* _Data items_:
════════
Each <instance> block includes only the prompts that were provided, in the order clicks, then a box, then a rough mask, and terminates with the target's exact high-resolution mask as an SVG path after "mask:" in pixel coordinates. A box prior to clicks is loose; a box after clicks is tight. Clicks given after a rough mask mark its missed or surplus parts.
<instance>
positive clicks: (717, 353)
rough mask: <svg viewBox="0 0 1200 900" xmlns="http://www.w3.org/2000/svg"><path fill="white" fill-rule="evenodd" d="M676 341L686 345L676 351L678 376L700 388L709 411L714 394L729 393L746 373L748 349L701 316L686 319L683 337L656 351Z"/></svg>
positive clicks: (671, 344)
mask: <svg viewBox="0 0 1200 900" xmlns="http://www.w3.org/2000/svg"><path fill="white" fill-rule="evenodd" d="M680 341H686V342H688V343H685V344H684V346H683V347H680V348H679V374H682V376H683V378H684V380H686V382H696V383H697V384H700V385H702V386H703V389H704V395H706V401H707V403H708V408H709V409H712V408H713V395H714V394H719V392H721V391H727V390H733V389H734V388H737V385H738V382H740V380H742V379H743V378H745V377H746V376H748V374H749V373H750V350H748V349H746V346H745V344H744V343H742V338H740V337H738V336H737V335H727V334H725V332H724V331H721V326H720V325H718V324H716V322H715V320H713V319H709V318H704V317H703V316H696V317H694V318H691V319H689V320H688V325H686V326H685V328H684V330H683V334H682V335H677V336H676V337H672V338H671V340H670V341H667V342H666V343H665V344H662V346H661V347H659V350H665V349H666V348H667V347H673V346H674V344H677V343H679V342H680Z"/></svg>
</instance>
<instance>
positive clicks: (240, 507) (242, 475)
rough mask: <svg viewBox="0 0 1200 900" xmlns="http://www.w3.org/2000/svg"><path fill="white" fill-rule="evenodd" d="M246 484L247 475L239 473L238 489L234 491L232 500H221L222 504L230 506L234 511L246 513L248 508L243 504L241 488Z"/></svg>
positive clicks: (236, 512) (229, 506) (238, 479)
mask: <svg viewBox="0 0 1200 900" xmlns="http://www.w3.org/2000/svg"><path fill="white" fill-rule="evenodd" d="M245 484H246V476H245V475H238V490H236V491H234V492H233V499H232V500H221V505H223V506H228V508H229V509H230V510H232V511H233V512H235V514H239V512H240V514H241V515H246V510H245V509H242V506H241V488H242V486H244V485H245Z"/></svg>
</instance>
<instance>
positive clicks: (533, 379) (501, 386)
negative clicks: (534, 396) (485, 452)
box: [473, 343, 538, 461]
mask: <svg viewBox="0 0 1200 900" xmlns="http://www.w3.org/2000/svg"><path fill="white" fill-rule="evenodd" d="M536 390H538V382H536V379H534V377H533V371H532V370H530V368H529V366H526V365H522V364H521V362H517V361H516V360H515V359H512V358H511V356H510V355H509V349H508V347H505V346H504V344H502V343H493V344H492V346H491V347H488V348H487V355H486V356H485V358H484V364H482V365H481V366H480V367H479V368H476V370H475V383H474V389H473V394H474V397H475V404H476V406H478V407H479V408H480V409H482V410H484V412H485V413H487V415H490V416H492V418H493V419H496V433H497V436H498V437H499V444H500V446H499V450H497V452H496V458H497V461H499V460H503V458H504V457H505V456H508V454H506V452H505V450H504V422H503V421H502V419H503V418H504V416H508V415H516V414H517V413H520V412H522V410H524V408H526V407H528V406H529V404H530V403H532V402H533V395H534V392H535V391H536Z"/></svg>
════════
* _What the exercise asks_: Every line of the data should be copied exactly.

* _Your solution_:
Each <instance> block includes only the prompts that were provided, in the order clicks, then a box, then a rough mask, and terminates with the target's exact high-resolution mask as an SVG path after "mask:" in pixel coordinates. A box prior to clicks is loose; a box after clicks is tight. Clicks given after a rough mask mark its missed or surplus parts.
<instance>
positive clicks: (717, 353)
rough mask: <svg viewBox="0 0 1200 900" xmlns="http://www.w3.org/2000/svg"><path fill="white" fill-rule="evenodd" d="M676 341L686 345L676 351L678 376L700 388L709 411L714 394L729 393L746 373L748 349L701 316L686 319L683 337L656 351Z"/></svg>
positive clicks: (671, 344)
mask: <svg viewBox="0 0 1200 900" xmlns="http://www.w3.org/2000/svg"><path fill="white" fill-rule="evenodd" d="M680 341H686V342H688V343H685V344H684V346H683V347H680V348H679V374H682V376H683V378H684V380H686V382H696V383H697V384H700V385H702V386H703V389H704V395H706V401H707V403H708V408H709V409H712V408H713V395H714V394H719V392H721V391H727V390H733V389H734V388H737V385H738V382H740V380H742V379H743V378H745V377H746V376H748V374H749V373H750V350H748V349H746V346H745V344H744V343H742V338H740V337H738V336H737V335H727V334H725V332H724V331H721V326H720V325H718V324H716V322H715V320H713V319H709V318H704V317H703V316H696V317H694V318H691V319H689V320H688V325H686V326H685V328H684V330H683V334H682V335H677V336H676V337H672V338H671V340H670V341H667V342H666V343H665V344H662V346H661V347H659V350H665V349H666V348H667V347H673V346H674V344H677V343H679V342H680Z"/></svg>
</instance>
<instance>
positive clicks: (240, 507) (242, 475)
rough mask: <svg viewBox="0 0 1200 900" xmlns="http://www.w3.org/2000/svg"><path fill="white" fill-rule="evenodd" d="M246 484L247 475L239 473L238 489L234 491L232 500H221L222 504L230 506L234 511L246 513L248 508L243 504L241 488Z"/></svg>
positive clicks: (236, 512) (229, 506) (238, 479)
mask: <svg viewBox="0 0 1200 900" xmlns="http://www.w3.org/2000/svg"><path fill="white" fill-rule="evenodd" d="M245 484H246V476H245V475H238V490H236V491H234V492H233V499H232V500H221V505H223V506H228V508H229V509H230V510H232V511H233V512H235V514H239V512H240V514H241V515H246V510H245V509H242V506H241V488H242V486H244V485H245Z"/></svg>
</instance>
<instance>
positive clicks: (533, 379) (501, 386)
negative clicks: (534, 396) (485, 452)
box: [473, 343, 538, 461]
mask: <svg viewBox="0 0 1200 900" xmlns="http://www.w3.org/2000/svg"><path fill="white" fill-rule="evenodd" d="M536 390H538V382H536V379H534V377H533V371H532V370H530V368H529V366H526V365H522V364H521V362H517V361H516V360H515V359H512V358H511V356H510V355H509V349H508V347H505V346H504V344H502V343H493V344H492V346H491V347H488V348H487V355H486V356H485V358H484V364H482V365H481V366H480V367H479V368H476V370H475V383H474V389H473V394H474V397H475V404H476V406H478V407H479V408H480V409H482V410H484V412H485V413H487V415H490V416H492V418H493V419H496V433H497V436H498V437H499V444H500V446H499V450H497V452H496V458H497V461H499V460H503V458H504V457H505V456H508V454H506V452H505V450H504V422H503V421H502V419H503V418H504V416H508V415H516V414H517V413H520V412H522V410H524V408H526V407H528V406H529V404H530V403H532V402H533V395H534V392H535V391H536Z"/></svg>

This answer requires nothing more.